(Pointing dataset excerpts)

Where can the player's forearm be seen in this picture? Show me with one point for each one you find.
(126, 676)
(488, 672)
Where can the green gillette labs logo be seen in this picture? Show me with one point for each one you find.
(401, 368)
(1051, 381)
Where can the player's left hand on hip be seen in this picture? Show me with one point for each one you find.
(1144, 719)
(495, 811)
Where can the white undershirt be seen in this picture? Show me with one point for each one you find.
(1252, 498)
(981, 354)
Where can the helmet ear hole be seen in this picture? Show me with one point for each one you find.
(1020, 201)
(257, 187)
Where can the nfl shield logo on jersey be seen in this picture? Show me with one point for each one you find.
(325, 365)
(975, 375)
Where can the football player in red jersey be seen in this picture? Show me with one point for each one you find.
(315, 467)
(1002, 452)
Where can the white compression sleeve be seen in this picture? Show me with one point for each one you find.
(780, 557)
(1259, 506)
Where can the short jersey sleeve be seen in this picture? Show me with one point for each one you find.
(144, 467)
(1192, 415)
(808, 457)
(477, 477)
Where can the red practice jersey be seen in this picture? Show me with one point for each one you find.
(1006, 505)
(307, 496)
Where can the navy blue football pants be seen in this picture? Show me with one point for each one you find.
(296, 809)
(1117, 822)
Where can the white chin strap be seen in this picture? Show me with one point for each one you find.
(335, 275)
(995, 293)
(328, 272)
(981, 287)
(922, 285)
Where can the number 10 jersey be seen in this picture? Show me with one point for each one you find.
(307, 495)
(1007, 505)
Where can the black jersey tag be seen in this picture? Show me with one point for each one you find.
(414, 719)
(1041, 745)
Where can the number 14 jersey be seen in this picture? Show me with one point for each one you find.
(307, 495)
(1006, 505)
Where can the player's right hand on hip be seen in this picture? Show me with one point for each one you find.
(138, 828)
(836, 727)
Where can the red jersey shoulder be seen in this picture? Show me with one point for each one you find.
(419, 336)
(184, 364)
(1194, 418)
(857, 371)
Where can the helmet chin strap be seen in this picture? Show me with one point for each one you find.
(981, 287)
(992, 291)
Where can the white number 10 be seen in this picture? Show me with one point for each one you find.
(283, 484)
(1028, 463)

- STATED EXERCISE -
All of the entries above need to be reproduced exactly.

- COMPLETE OUTPUT -
Where can the player's forearm be seen in this picture? Show me with one point for each one you find.
(126, 676)
(488, 672)
Where can the green gillette labs logo be seen in this picture? Show me with one point for each one you find.
(401, 368)
(1051, 381)
Where can the player's left hand on hip be seen in this picture? Show me with one point for each one you find.
(1144, 719)
(495, 811)
Where can the white undershirt be seen in this picture? Show me with one point for each one you find.
(1252, 498)
(981, 354)
Where can the helmet ear hole be seen in this picture? Show me with one point for each one you find.
(1020, 201)
(257, 187)
Where can the nfl shield logo on jersey be seen in this picture? Show me with one point for each one you find.
(325, 365)
(975, 375)
Where can the football player in red jersey be seen in this picture? Show me with one point for each one you find.
(315, 467)
(1002, 452)
Where can the white compression sleeve be seen in this picture? Show me with one point for each one you find.
(780, 557)
(1259, 506)
Where can the short jersey sleeve be seen in this picture? Show me with one point for each one you find.
(144, 467)
(1192, 415)
(808, 457)
(477, 477)
Where can the red practice jersey be seen in this picture? Show me with one point for each one you find.
(1006, 505)
(307, 496)
Where can the navy blue football pants be seen in this picture? Show me with one point for each one you find.
(296, 809)
(1117, 822)
Where can the white chin strap be seen in this picture? Show me with one point for each one you find.
(335, 275)
(995, 293)
(328, 272)
(981, 287)
(922, 285)
Where can the number 10 jersey be seen in this picture? Show me with one point for each one you find.
(307, 495)
(1007, 505)
Where can the black jersey tag be seen in this picture? Show me with one point for each one you find.
(414, 719)
(1041, 745)
Where can the number 14 jersey be seen in this picture? Show me with one point for each one you find.
(307, 495)
(1006, 505)
Where can the player's right hand on hip be seen in this picture? Show me with one point for each one you find.
(138, 828)
(836, 727)
Where can the red jersey shoulder be seen in this picture? Show me with one point for each one you find.
(419, 336)
(184, 364)
(1194, 418)
(857, 371)
Where can the helmet chin strap be seen in this picture? Show me with one point for each one you find.
(981, 287)
(992, 291)
Where can the white number 10 be seen in this picture? Show me with one point for each one you find.
(283, 484)
(1028, 463)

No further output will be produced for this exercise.